*Exercise objective*. Report each line of the records below that uses the word "hair".

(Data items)
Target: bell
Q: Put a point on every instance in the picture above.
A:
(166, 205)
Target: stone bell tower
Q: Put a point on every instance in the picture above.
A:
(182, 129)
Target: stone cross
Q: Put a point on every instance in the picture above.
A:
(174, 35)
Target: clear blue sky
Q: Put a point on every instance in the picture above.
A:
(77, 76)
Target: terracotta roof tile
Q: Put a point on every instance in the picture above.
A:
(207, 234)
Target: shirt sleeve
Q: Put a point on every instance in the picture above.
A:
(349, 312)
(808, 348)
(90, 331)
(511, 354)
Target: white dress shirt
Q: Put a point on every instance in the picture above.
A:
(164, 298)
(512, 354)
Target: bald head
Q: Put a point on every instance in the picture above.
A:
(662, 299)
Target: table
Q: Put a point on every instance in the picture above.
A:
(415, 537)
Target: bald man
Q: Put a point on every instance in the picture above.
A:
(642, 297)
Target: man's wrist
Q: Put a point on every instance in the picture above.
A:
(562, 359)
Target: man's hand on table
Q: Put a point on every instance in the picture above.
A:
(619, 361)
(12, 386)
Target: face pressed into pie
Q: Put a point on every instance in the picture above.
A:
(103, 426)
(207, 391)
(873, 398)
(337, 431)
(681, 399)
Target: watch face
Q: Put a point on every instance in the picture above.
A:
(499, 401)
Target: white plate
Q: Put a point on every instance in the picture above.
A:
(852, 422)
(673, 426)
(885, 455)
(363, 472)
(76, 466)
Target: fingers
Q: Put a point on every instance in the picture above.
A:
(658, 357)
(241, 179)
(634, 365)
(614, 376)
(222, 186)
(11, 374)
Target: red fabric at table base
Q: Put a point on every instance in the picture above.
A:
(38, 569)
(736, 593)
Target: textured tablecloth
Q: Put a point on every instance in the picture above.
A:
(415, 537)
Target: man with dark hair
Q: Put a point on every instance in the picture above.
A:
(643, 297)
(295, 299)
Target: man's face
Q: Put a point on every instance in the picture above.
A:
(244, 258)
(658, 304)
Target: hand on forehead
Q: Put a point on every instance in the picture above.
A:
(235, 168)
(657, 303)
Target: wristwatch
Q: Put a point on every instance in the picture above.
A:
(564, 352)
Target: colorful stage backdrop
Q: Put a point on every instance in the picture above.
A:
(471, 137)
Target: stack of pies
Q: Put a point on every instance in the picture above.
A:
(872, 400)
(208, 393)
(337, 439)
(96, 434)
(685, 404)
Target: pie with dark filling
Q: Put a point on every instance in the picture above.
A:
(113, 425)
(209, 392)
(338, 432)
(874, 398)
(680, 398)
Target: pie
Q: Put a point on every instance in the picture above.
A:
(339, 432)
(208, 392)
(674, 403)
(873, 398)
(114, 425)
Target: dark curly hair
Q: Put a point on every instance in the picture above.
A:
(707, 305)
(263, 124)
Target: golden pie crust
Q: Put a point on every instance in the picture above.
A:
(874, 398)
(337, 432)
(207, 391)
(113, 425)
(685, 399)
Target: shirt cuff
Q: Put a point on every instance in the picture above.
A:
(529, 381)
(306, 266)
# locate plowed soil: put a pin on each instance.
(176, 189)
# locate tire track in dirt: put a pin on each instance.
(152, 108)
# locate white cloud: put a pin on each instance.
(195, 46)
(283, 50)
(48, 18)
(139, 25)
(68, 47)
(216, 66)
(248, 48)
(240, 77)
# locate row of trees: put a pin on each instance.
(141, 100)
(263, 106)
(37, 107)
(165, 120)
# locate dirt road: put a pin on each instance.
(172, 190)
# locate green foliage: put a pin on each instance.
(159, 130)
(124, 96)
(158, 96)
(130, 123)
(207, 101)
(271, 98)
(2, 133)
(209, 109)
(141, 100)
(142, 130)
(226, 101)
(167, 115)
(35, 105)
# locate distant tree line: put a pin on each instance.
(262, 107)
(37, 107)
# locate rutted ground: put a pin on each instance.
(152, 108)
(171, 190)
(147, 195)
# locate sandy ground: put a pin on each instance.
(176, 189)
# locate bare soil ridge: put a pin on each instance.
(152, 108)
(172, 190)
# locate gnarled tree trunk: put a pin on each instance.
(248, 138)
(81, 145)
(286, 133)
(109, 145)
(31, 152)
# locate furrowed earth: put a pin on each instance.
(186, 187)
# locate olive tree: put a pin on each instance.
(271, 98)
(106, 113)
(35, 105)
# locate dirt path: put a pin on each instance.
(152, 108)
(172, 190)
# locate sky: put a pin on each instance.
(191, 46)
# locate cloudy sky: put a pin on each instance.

*Response area*.
Target: man with dark hair
Target: dark curly hair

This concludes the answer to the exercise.